* **Written instruction A**:
Reproduce word for word the passage of the article on unusual vegetables that begins at the words "How many distinct" and stops after "cultivate so few.".
* **Written instruction B**:
Please write the next part of the article on unusual vegetables, starting right after its last sentence.
[START OF Article]
Unusual vegetables, actually worth trying?

How many distinct vegetable crops are there in an average kitchen garden? Most will contain between one and two dozen, seldom more. Perhaps if you counted each and every different cucurbit, allium and brassica you could find a couple of dozen varieties in an adventurous plot. And indeed if you added all the usual salad leaves, edible seeds, petals and herbs you would amass maybe a hundred or thereabouts. But even so this total is remarkably small when you consider the huge number of plant species. Of the tens if not hundreds of thousands of potentially non-poisonous / edible leaves, stalks, roots, seeds and flowers we have chosen to improve and cultivate so few.
[END OF Article]
[START OF Given data]
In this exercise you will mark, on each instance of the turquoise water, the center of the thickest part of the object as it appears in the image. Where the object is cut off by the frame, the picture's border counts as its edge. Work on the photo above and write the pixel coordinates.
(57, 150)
[END OF Given data]
* **Exercise output A**:
How many distinct vegetable crops are there in an average kitchen garden? Most will contain between one and two dozen, seldom more. Perhaps if you counted each and every different cucurbit, allium and brassica you could find a couple of dozen varieties in an adventurous plot. And indeed if you added all the usual salad leaves, edible seeds, petals and herbs you would amass maybe a hundred or thereabouts. But even so this total is remarkably small when you consider the huge number of plant species. Of the tens if not hundreds of thousands of potentially non-poisonous / edible leaves, stalks, roots, seeds and flowers we have chosen to improve and cultivate so few.

* **Exercise output B**:
And it seems almost random indeed I suspect we have selected neither the edible nor the palatable, nor even the most successful, to be our current vegetables. I suggest that what we grow is almost entirely from habit and convenience with little deliberate selection- particularly initially. We get what our great great … grandfathers grew, what they selected we inherit.

Naturally gardeners over millennia rejected the difficult, unreliable or unpalatable. But basically we grow modern varieties of what has always been grown and few truly new genus or species are ever introduced.

It is of course by their very nature hard to find (rather than grow) most rarities but even those offered for sale are seldom bought.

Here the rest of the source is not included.